On May 29, 2024, at 11:28 EST, a New York jury of seven men and five women filed out of a Manhattan courtroom to begin deliberations on the 34 felony counts against Donald Trump for falsifying business records in the first criminal trial of an American president.

The implications of this constitutional process for the former president are impossible to ignore. His immediate fate—whether he will be an exonerated defendant or a convicted felon—is in the hands of a jury of his peers. This landmark, five-week trial has generated intense international interest, evoked broad discussion about the Constitution and the rule of law and provided a refresher course on the historic importance of the right to a jury trial to those who launched the American Revolution and drafted the Declaration of Independence and the Bill of Rights. To our nation’s founders, the right to trial by jury was central to democracy and self-government.

Massachusetts was the first colony to safeguard what were regarded as traditional rights enjoyed by Englishmen. The Body of Liberties, a statute adopted in 1641 and essentially a comprehensive bill of rights, aimed to limit the power of magistrates, in whom all power had been concentrated. John Winthrop, the first Governor of the Massachusetts Bay Colony, said the goal was to frame limitations “in remarkable resemblance to Magna Carta, which should be received for fundamental laws.” A right to a jury trial was considered a fundamental right, one inherited, or so it was believed, from The Great Charter itself.

Magna Carta, written in 1215, stood for the principle of the rule of law and equal protection, and it was invoked by advocates of liberties and freedoms in England and the colonies as unassailable authority. Disputes about the existence of liberties were resolved through rhetorical, logical and emotional appeals to The Great Charter, marking the emergence and claims of rights and freedoms through mere assertion which, if backed by popular and reputable supporters, gained a foothold in statutes, charters and constitutions. Trial by jury, the colonists believed, was such a right. It was instrumental to their protection from English tyranny which, they believed, was trampled by the Stamp Act of 1765. John Adams described the statute as “wicked,” for it created a “vast” number of new crimes that were to be tried by a judge rather than a jury. Consequently, the Stamp Act violated the colonists’ rights under English law and Magna Carta.

To Adams, the principal author of the Massachusetts Constitution of 1780, the world’s oldest written constitution, and a legal scholar devoted to separation of powers devices, the essential reason behind the right to a jury trial lay in the fact that the common people, in the broader sense, democracy, should share in the execution of the laws. The institution of a jury trial brought a mixture of “popular power,” so that “the subject is guarded in the execution of the laws.” Defendants, he explained, should be protected from the executive bringing the charges and the judges, whose independence was questionable. Defendants must be “perfectly free from the influence of others” and subject to the judgment of their peers.

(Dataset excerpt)
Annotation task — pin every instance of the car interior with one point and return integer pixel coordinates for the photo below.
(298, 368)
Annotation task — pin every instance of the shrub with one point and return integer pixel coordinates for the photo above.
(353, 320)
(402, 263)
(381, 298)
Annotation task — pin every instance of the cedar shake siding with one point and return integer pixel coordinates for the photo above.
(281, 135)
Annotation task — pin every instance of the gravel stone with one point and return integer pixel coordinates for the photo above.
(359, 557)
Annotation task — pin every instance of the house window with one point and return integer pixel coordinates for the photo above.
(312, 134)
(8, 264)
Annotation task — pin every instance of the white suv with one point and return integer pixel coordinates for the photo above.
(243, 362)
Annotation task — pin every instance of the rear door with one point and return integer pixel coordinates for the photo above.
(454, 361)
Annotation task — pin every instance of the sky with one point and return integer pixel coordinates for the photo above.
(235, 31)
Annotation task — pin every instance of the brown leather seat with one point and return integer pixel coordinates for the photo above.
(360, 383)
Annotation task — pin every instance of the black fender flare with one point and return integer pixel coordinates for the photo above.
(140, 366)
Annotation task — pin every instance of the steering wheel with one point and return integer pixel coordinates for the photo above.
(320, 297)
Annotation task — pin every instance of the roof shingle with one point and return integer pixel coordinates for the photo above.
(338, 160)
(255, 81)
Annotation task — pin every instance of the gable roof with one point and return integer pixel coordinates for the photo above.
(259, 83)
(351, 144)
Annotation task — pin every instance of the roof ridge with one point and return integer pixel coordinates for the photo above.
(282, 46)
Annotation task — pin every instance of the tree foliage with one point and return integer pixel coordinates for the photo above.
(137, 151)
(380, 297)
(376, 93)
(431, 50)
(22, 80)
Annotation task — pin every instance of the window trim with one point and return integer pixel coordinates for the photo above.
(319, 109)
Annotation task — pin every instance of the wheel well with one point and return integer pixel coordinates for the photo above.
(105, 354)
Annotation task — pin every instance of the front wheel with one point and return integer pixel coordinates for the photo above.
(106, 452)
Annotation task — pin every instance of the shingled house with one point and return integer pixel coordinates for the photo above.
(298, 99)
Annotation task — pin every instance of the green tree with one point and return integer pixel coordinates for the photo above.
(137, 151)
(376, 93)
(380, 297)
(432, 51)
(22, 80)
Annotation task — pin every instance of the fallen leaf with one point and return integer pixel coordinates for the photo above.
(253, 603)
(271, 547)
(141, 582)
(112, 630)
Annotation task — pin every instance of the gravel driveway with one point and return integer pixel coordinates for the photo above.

• **Task brief**:
Please extend the passage above on the right to trial by jury, starting right after its last sentence.

• **Expected answer**:
Americans were a free people and, as Edmund Burke, the lone parliamentary defender of the American Revolution, observed, a free people can sniff tyranny in a far-off breeze. Colonists who believed with Adams and the Continental Congress that the Stamp Act would reduce them to a state of “slavery,” resorted to arms in 1775 to defend old rights, including the right to a jury trial. The Declaration of Independence condemned King George III in its list of grievances for his denial to the colonists of their ancient right to a jury trial. Early state charters followed suit, celebrated the right to a jury trial as “ancient” and “sacred” and “inviolate” and “great,” and wrote into law the guarantee of a right to trial by jury. Virginia, Connecticut, Delaware, Georgia and Vermont, in accord with the “Spirit of ’76,” were among the first to guarantee a jury trial as one of “the greatest Securities of their Lives.” At bottom, as the Northwest Ordinance affirmed, the right to trial by jury meant that a man’s right not to be deprived of his liberty or property in absence of “the judgment of his peers, or the law of the land.”

Jury trials, like all institutions, are not free from flaws and errors, but as Adams observed, they provide security against “the possibility of corruption.”

 

David Adler, Ph.D., is a noted author who lectures nationally and internationally on the Constitution, the Bill of Rights and Presidential power. Adler’s column is supported in part through a grant from Wyoming Humanities funded by the “Why it Matters: Civic and Electoral Participation” initiative, administered by the Federation of State Humanities Councils and funded by Andrew W. Mellon Foundation. Adler can be reached at david.adler@alturasinstitute.com.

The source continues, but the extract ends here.